:: Texto extraído
La ambivalencia del texto, que pendula entre estar bien y estar muy bien, está contrarrestada con la seguridad de las imágenes. Si Lady Bird tenía la textura de una postal, Barbie tiene la contundencia de una fotografía de Guy Bourdin. Y si Laurie Metcalf creía que el vestido de Saoirse Ronan era demasiado rosa, es porque nunca conoció Barbieland. Todos estos tonos rosados se superponen entre sí para generar una realidad realzada, una fairytopia artificial que retrotrae simultáneamente a los musicales de antaño, a Jacques Demy y a The Archers. A su vez, los efectos prácticos y los telones pintados de Sarah Greenwood (la directora de arte) generan una sensación de tactilidad que está en total sintonía con una película sobre juguetes. Barbie le permite a Gerwig jugar con dioramas, coreografiar secuencias de baile, filmar comerciales de muñecas que subliman su depresión con mini-series de Jane Austen de la BBC, incluso rescatar grabaciones caseras.
::::
:: Información proporcionada
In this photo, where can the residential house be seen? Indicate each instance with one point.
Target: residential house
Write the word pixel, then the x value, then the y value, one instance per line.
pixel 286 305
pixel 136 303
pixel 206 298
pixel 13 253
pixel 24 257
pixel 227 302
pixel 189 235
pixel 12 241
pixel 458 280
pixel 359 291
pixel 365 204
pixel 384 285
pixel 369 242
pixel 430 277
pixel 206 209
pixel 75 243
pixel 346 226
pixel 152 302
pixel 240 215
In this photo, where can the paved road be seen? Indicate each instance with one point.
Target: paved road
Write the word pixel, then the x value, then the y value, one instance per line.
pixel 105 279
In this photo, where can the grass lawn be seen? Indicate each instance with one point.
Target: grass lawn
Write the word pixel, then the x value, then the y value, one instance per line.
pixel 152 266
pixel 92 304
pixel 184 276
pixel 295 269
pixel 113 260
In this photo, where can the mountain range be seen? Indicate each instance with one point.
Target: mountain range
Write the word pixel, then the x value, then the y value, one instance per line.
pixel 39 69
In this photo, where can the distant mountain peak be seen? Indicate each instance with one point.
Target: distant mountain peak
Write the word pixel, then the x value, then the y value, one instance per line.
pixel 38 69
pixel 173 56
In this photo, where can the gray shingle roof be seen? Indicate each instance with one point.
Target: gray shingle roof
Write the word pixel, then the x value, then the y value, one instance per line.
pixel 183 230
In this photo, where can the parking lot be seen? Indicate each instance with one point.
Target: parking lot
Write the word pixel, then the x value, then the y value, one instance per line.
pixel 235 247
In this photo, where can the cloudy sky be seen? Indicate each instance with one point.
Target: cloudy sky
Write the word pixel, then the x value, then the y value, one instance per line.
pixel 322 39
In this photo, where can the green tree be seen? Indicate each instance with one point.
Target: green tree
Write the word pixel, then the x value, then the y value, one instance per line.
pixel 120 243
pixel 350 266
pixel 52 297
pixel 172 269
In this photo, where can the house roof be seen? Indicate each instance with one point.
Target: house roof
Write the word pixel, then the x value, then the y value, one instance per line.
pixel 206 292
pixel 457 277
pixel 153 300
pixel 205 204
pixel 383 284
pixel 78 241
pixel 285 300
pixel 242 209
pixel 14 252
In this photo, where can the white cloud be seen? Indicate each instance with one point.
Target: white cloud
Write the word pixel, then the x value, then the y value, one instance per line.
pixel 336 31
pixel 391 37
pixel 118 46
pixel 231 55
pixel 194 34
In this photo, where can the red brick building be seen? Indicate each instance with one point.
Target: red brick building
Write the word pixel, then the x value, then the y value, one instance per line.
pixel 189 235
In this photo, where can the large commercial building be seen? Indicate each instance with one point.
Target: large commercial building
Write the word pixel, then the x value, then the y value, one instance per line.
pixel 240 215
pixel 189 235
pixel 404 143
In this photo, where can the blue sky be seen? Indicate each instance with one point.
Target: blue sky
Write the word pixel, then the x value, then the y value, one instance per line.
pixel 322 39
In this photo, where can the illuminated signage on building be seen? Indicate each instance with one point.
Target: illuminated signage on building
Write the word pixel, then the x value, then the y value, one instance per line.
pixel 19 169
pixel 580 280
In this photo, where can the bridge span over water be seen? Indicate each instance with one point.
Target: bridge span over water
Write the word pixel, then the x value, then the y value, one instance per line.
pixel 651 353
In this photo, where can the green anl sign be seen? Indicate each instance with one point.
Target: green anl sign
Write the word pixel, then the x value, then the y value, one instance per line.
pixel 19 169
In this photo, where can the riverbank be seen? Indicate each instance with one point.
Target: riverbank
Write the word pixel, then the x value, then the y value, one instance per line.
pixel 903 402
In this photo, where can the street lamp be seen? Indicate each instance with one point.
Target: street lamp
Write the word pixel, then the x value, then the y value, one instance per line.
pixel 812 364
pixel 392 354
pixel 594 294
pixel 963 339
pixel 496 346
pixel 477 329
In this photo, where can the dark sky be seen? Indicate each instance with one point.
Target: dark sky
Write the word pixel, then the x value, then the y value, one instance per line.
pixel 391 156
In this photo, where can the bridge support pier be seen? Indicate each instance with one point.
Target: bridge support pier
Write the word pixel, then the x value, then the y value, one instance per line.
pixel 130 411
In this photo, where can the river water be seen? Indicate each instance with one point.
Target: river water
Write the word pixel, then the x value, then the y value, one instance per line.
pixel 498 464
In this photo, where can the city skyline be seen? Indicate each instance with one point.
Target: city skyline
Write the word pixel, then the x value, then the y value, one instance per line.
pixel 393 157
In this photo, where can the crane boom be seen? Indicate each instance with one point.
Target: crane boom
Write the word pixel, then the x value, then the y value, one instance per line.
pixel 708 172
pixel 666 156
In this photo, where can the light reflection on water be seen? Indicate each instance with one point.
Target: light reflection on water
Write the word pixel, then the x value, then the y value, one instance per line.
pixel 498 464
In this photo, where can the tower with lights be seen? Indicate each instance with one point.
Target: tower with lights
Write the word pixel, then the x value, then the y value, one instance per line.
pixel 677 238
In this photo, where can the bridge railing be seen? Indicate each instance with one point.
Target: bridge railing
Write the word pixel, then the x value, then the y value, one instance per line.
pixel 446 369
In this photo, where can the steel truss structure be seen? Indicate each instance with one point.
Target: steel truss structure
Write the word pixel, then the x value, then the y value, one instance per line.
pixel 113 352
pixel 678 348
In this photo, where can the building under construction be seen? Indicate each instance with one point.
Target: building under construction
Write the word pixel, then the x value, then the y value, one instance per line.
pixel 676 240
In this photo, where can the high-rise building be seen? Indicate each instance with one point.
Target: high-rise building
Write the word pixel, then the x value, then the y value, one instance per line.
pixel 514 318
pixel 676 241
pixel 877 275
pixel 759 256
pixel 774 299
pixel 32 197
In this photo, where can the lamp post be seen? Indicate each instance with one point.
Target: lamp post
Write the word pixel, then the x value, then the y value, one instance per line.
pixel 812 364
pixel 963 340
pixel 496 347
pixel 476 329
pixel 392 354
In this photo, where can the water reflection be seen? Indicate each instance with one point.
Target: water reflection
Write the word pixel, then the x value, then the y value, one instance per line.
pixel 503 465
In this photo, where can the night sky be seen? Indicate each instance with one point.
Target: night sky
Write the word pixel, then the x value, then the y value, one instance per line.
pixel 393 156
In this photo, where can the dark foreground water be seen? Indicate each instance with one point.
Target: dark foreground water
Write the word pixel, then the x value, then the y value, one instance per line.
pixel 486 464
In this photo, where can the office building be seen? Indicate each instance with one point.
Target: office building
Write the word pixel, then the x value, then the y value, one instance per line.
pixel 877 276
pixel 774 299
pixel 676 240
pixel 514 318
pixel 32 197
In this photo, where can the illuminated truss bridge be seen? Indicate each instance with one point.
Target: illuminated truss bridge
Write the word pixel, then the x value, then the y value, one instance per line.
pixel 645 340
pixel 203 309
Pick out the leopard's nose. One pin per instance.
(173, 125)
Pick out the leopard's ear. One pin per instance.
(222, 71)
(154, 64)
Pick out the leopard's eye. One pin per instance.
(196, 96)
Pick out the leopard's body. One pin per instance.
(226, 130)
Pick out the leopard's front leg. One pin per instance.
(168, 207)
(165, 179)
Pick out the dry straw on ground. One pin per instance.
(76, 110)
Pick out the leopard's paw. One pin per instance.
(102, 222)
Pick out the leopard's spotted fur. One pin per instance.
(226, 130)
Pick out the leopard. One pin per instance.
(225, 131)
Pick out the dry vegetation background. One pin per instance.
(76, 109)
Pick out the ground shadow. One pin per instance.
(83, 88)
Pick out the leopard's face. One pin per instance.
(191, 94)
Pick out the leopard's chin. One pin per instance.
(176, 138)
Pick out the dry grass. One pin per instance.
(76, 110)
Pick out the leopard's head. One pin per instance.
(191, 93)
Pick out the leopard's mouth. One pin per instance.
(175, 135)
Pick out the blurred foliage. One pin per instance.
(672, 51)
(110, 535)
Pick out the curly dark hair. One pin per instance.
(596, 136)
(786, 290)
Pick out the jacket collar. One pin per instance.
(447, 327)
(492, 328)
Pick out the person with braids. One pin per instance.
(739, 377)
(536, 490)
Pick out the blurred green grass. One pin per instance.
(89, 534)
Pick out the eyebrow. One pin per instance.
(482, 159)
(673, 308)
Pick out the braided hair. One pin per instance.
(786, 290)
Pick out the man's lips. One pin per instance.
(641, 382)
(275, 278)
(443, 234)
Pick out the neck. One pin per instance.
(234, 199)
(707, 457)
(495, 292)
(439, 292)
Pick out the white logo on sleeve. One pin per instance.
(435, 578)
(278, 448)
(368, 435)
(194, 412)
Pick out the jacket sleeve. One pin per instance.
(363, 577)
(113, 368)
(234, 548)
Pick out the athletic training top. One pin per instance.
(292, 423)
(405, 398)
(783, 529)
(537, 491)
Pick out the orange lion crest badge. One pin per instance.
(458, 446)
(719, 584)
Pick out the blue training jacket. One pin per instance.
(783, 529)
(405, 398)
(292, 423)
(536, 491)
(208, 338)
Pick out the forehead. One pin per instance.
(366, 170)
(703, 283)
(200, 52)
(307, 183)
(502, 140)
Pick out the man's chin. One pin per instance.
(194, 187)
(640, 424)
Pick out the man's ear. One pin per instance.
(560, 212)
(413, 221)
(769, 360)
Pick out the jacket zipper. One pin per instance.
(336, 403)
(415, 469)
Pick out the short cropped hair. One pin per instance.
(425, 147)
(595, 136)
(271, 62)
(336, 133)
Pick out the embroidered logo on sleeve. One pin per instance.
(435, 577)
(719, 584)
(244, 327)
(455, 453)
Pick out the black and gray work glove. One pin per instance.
::::
**Consigna:**
Continúa el texto sobre la película Barbie de Gerwig a partir de su última oración. El material no hace falta para resolver nada aquí.

**Resultado del ejercicio:**
Tampoco hay que minimizar la habilidad de Gerwig de extraer sentido a través del montaje: un ejemplo claro es cuando, en Lady Bird, Ronan consuela a Lucas Hedges e, inmediatamente después, Metcalf hace lo mismo con Stephen McKinley, sugiriendo que, aunque no logren comunicarse entre sí, son familia y capaces de la misma bondad. No hay nada tan profundo en Barbie, pero sí una yuxtaposición muy graciosa de epifanías cuando Barbie se cruza con un cuerpo avejentado y Ken descubre los privilegios del patriarcado, que se ilustran con imágenes de caballos, de Stallone y de Bill Clinton.

Que una película como Barbie funcione, y preserve su verosimilitud en tanto se mece entre la sátira y la fantasía, depende mucho del trabajo de casting. Robbie y Gosling le ponen el cuerpo al material con total compromiso, demostrando la maleabilidad de su talento en sus personajes de plástico. No es la primera vez que Robbie halla la humanidad en una figura otrora relegada a la vitrina de la iconografía norteamericana, y la calidez asequible con la que delineó a Sharon Tate reaparece en la extensión de un papel protagónico. Gosling, por su parte, se entrega al delirio con tanta convicción que desmiente el presupuesto reiterado ad nauseam de que a nadie le importa Ken. Es claro que a Gerwig sí: si le está destinando todas las mejores líneas es porque reconoce el timing perfecto del canadiense para la comedia.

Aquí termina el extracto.